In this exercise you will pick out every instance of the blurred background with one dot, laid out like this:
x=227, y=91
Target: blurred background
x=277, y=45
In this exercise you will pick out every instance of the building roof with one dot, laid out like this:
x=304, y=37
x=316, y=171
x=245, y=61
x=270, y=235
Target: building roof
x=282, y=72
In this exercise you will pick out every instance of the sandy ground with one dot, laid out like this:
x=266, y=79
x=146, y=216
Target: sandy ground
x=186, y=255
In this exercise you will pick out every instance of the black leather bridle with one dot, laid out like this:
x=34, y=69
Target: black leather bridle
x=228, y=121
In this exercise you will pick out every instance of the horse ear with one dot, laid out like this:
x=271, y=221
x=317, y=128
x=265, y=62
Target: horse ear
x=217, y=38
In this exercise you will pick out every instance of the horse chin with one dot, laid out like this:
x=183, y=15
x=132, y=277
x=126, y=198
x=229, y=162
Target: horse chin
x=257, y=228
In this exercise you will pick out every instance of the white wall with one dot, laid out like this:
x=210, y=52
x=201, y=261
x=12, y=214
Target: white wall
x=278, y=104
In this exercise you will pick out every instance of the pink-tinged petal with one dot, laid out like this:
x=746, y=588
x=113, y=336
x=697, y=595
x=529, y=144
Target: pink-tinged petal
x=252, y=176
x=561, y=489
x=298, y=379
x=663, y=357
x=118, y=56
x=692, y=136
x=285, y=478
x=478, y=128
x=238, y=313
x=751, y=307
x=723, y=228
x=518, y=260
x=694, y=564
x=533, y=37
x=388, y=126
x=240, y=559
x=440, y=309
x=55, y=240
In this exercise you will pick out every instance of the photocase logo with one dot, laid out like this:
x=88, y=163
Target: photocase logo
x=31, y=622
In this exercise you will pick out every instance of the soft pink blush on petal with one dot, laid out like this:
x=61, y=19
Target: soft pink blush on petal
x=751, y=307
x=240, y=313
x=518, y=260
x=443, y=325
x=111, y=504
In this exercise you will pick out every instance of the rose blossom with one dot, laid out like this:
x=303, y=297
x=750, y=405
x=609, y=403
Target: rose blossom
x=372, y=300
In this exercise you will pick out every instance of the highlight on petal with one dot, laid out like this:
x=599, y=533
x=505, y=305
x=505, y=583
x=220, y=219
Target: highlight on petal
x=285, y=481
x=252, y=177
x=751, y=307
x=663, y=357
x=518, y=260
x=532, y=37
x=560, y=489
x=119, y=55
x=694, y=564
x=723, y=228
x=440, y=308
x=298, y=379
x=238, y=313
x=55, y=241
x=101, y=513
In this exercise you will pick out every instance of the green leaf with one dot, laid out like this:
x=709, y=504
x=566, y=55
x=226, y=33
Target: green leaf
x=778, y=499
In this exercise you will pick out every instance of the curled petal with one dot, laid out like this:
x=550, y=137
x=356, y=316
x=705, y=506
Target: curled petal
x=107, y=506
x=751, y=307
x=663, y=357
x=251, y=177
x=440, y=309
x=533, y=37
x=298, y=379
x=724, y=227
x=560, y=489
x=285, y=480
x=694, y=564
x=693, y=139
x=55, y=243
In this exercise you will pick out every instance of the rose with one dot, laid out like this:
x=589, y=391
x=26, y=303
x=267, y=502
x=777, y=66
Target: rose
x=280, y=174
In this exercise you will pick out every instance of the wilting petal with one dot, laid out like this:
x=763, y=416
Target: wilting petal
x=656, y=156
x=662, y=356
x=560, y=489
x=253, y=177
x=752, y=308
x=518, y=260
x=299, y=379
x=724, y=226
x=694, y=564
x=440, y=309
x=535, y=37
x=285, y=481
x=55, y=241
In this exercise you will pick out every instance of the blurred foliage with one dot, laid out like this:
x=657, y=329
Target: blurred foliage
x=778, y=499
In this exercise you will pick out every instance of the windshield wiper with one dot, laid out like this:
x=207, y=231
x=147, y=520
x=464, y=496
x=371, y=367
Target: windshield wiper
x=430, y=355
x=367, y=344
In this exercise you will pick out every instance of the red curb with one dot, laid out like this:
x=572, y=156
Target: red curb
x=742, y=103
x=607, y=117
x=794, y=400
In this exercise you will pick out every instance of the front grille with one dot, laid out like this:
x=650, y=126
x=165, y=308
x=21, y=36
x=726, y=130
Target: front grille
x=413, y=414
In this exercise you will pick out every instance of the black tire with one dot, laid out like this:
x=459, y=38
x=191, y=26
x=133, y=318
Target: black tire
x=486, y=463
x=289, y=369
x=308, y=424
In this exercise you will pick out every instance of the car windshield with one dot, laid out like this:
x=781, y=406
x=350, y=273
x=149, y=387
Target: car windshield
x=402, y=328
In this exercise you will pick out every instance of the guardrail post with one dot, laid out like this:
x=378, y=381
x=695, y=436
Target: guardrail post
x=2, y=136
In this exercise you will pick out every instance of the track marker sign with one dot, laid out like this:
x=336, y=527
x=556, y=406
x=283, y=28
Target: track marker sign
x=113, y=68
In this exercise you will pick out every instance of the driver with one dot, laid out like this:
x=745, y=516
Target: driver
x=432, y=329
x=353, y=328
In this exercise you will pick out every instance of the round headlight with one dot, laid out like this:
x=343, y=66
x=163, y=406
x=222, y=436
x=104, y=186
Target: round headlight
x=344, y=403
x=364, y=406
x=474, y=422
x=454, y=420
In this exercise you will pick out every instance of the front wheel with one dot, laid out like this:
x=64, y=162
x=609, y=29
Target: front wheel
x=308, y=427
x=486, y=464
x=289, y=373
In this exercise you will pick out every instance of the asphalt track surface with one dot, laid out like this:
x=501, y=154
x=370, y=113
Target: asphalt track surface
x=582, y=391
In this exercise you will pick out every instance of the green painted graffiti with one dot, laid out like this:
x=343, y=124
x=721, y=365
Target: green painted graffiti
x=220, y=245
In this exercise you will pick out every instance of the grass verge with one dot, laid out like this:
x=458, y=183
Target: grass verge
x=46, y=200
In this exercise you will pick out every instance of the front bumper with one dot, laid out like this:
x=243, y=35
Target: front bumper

* **WHAT THE EXERCISE ASKS**: Reproduce every one of the entries above line for line, without changing any wording, numbers, or order.

* **CORRECT RESULT**:
In this exercise you will pick out every instance of the blurred background with one dot, laid out like this:
x=227, y=91
Target: blurred background
x=277, y=45
In this exercise you will pick out every instance of the building roof with one dot, laid out like this:
x=304, y=37
x=316, y=171
x=245, y=61
x=270, y=235
Target: building roof
x=282, y=72
In this exercise you will pick out every instance of the sandy ground with one dot, laid out like this:
x=266, y=79
x=146, y=216
Target: sandy ground
x=186, y=255
In this exercise you will pick out every instance of the black leather bridle with one dot, laid out like this:
x=34, y=69
Target: black leather bridle
x=228, y=121
In this exercise you will pick out every instance of the horse ear with one dot, laid out like this:
x=271, y=221
x=317, y=128
x=265, y=62
Target: horse ear
x=217, y=38
In this exercise you will pick out every instance of the horse chin with one dot, laid out like this:
x=183, y=15
x=132, y=277
x=126, y=198
x=229, y=162
Target: horse chin
x=257, y=228
In this exercise you will pick out every instance of the white wall with one dot, laid out like this:
x=210, y=52
x=201, y=261
x=12, y=214
Target: white wall
x=278, y=104
In this exercise you will pick out every instance of the pink-tinged petal with one dot, laid out like this:
x=746, y=588
x=113, y=336
x=697, y=595
x=529, y=144
Target: pink-tinged petal
x=252, y=176
x=561, y=489
x=298, y=379
x=663, y=357
x=118, y=56
x=692, y=136
x=285, y=478
x=478, y=128
x=238, y=313
x=751, y=307
x=723, y=228
x=518, y=260
x=694, y=564
x=533, y=37
x=388, y=126
x=240, y=559
x=440, y=309
x=55, y=240
In this exercise you will pick out every instance of the photocase logo with one dot, laid out like this:
x=88, y=163
Target: photocase logo
x=31, y=622
In this exercise you will pick out every instance of the soft pink blush on petal with one dot, laid out like this:
x=61, y=19
Target: soft pink blush on petal
x=751, y=307
x=240, y=313
x=518, y=260
x=443, y=325
x=111, y=504
In this exercise you will pick out every instance of the rose blossom with one dot, laid out like this:
x=303, y=297
x=750, y=405
x=609, y=403
Target: rose blossom
x=372, y=300
In this exercise you will pick out every instance of the highlight on petal with one dot, laid out like this:
x=599, y=533
x=505, y=305
x=505, y=583
x=220, y=219
Target: highlight on petal
x=285, y=481
x=252, y=177
x=751, y=307
x=663, y=357
x=518, y=260
x=532, y=37
x=560, y=489
x=119, y=55
x=694, y=564
x=723, y=228
x=440, y=308
x=298, y=379
x=238, y=313
x=55, y=241
x=101, y=513
In this exercise you will pick out every instance of the green leaf with one dot, laid out like this:
x=709, y=504
x=566, y=55
x=226, y=33
Target: green leaf
x=778, y=499
In this exercise you will pick out every instance of the curled petal with one dot, laid out like this:
x=550, y=137
x=356, y=316
x=705, y=506
Target: curled petal
x=107, y=506
x=751, y=307
x=663, y=357
x=251, y=177
x=440, y=309
x=533, y=37
x=298, y=379
x=724, y=227
x=560, y=489
x=285, y=480
x=694, y=564
x=693, y=139
x=55, y=243
In this exercise you will pick out every instance of the rose with one dot, laid out like this:
x=589, y=391
x=26, y=303
x=267, y=502
x=777, y=66
Target: rose
x=280, y=174
In this exercise you will pick out every instance of the wilting petal with one dot, laid out like this:
x=763, y=416
Target: wilting petal
x=656, y=156
x=662, y=356
x=560, y=489
x=253, y=177
x=752, y=308
x=518, y=260
x=299, y=379
x=724, y=226
x=694, y=564
x=440, y=309
x=535, y=37
x=285, y=481
x=55, y=241
In this exercise you will pick out every instance of the blurred foliage with one dot, laid out like this:
x=657, y=329
Target: blurred foliage
x=778, y=499
In this exercise you will pick out every instance of the windshield wiper with one dot, laid out like this:
x=207, y=231
x=147, y=520
x=464, y=496
x=371, y=367
Target: windshield wiper
x=430, y=355
x=367, y=344
In this exercise you will pick out every instance of the red curb with one dot, laid out like this:
x=572, y=156
Target: red curb
x=742, y=103
x=607, y=117
x=794, y=400
In this exercise you will pick out every instance of the front grille with one dot, laid out like this:
x=650, y=126
x=165, y=308
x=21, y=36
x=726, y=130
Target: front grille
x=413, y=414
In this exercise you will pick out every instance of the black tire with one dot, laid out like this:
x=459, y=38
x=191, y=26
x=133, y=318
Target: black tire
x=486, y=463
x=289, y=369
x=308, y=424
In this exercise you will pick out every instance of the car windshield with one dot, laid out like this:
x=781, y=406
x=350, y=273
x=149, y=387
Target: car windshield
x=402, y=328
In this exercise you will pick out every instance of the guardrail post with one dot, laid out like this:
x=378, y=381
x=695, y=436
Target: guardrail post
x=2, y=136
In this exercise you will pick out every instance of the track marker sign with one dot, laid out like this:
x=336, y=527
x=556, y=406
x=283, y=28
Target: track marker sign
x=113, y=68
In this exercise you will pick out every instance of the driver with one dot, laid out like this:
x=745, y=516
Target: driver
x=432, y=329
x=353, y=328
In this exercise you will pick out every instance of the round headlight with one dot, laid out like this:
x=343, y=66
x=163, y=406
x=222, y=436
x=104, y=186
Target: round headlight
x=344, y=403
x=364, y=406
x=474, y=422
x=454, y=420
In this exercise you will pick out every instance of the front wheel with one dot, laid out like this:
x=64, y=162
x=609, y=29
Target: front wheel
x=308, y=427
x=486, y=464
x=289, y=373
In this exercise you will pick out every instance of the asphalt track surface with one dot, laid out like this:
x=501, y=154
x=370, y=113
Target: asphalt track surface
x=582, y=391
In this exercise you will pick out every instance of the green painted graffiti with one dot, laid out like this:
x=343, y=124
x=721, y=365
Target: green painted graffiti
x=220, y=245
In this exercise you will pick out every instance of the grass verge with one dot, laid out like this:
x=458, y=183
Target: grass verge
x=46, y=200
In this exercise you will pick out every instance of the front bumper with one dot, laid out like this:
x=243, y=35
Target: front bumper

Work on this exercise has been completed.